(Natural-language object grounding data)
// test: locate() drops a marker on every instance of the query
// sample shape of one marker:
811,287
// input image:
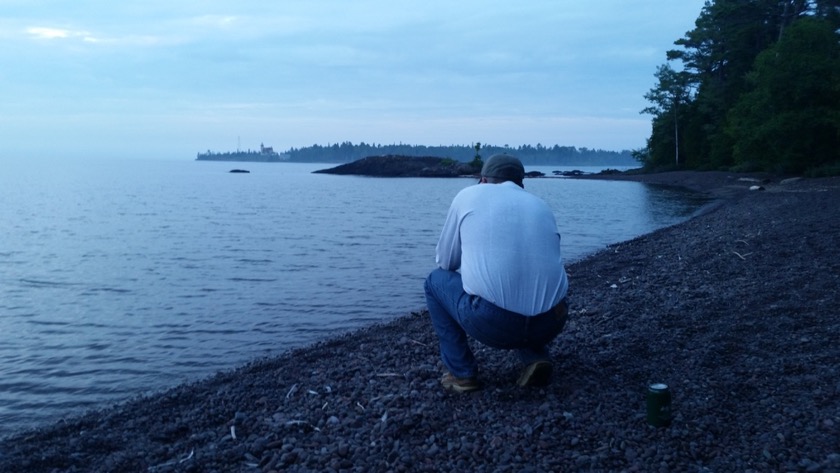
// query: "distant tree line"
759,89
529,155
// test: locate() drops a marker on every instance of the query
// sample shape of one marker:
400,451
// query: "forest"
755,86
529,155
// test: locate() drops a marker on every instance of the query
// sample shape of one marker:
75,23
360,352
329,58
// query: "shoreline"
706,306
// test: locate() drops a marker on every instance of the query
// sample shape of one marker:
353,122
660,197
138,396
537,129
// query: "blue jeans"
456,314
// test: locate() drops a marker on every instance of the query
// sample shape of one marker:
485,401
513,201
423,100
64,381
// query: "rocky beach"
737,310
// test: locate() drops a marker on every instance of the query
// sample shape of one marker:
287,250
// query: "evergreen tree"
790,120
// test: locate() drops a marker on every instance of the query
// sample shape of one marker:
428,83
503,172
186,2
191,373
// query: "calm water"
124,277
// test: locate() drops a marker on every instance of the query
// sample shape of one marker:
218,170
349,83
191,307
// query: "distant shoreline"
706,306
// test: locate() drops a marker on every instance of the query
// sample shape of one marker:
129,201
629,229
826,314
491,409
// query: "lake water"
119,278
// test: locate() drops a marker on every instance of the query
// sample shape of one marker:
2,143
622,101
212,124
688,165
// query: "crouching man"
500,278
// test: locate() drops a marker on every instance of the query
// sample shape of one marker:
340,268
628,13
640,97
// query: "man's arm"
448,250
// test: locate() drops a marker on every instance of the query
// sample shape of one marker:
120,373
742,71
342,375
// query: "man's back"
508,245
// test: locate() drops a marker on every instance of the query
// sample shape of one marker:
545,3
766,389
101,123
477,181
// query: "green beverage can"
659,405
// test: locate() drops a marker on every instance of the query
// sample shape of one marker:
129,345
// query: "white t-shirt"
505,243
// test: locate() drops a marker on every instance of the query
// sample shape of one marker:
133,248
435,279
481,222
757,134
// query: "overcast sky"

- About this task: Write out each entry word for word, images excluded.

- Solution:
// test: locate() drops a marker on every instance of the query
// sample shape of one marker:
811,287
// input image:
// query: "distant tree line"
759,89
529,155
// test: locate() drops a marker on every instance of the query
// sample shape of one marker:
400,451
// query: "forest"
755,86
529,155
// test: locate() drops a marker on every instance of the query
// sample shape of one marker:
75,23
360,352
329,58
// query: "shoreline"
706,306
// test: locate() drops a marker on every instance of the query
// sample shape of one marker:
353,122
660,197
138,396
537,129
// query: "blue jeans"
456,314
// test: locate() drops a marker on every instance of the query
// sample shape of one marker:
485,401
513,201
423,100
64,381
// query: "rocky beach"
737,310
// test: locate() drops a marker on every instance of the query
// sample shape of one marker:
287,250
// query: "evergreen tree"
790,120
// test: locate() drops a marker on every instance of the query
// sample shape of one marker:
428,83
503,172
186,2
191,373
// query: "calm water"
124,277
// test: locate() drops a marker on every instance of the query
// sample shape of one marker:
218,170
349,83
191,307
// query: "distant shoreline"
706,306
// test: locate() drops a marker on every instance of the query
// sample shape of one marker:
129,201
629,229
826,314
491,409
// query: "lake water"
119,278
// test: locate() drops a marker on every instance of the query
// sample shape of one marker:
2,143
622,101
212,124
688,165
// query: "crouching man"
500,278
// test: locate() drops a marker on every instance of the query
// sample shape of one marker:
340,268
628,13
640,97
// query: "man's arm"
448,250
// test: locate() drops a marker on every instance of the query
// sample shape of one marker:
120,373
742,71
342,375
// query: "man's back"
508,245
// test: locate() drops a marker on every instance of the query
// sample shape of one marker:
545,3
766,389
101,123
477,181
// query: "green beverage can"
659,405
// test: locate() drops a marker on every instance of the query
// sample shape of one marker:
129,345
// query: "white t-shirt"
505,243
// test: locate() drops a marker on every instance of the query
// sample shape of one marker:
133,248
435,279
481,222
757,134
// query: "overcast sky"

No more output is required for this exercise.